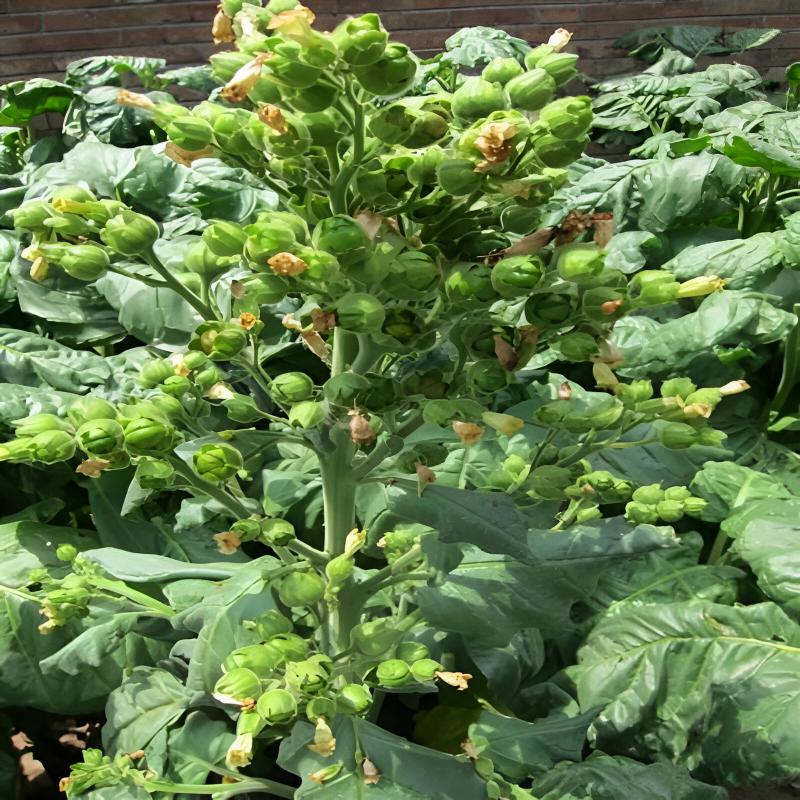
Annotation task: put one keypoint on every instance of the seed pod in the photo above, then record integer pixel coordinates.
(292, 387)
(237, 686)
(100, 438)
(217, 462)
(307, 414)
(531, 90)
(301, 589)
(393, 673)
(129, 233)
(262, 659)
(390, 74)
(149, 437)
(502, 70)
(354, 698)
---
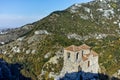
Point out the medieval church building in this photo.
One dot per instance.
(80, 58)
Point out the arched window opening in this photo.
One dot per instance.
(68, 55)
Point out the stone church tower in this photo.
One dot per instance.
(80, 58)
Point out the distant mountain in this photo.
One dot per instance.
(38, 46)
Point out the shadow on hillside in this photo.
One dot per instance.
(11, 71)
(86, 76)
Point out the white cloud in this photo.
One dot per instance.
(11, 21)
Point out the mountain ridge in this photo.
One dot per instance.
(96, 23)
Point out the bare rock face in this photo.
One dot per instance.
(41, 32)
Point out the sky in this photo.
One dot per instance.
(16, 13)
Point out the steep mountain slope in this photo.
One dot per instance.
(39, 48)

**Task directions**
Please tally the lines of the data above that contain the string "church", treating uppercase and lowercase as different, and reply with only that number.

**Answer**
2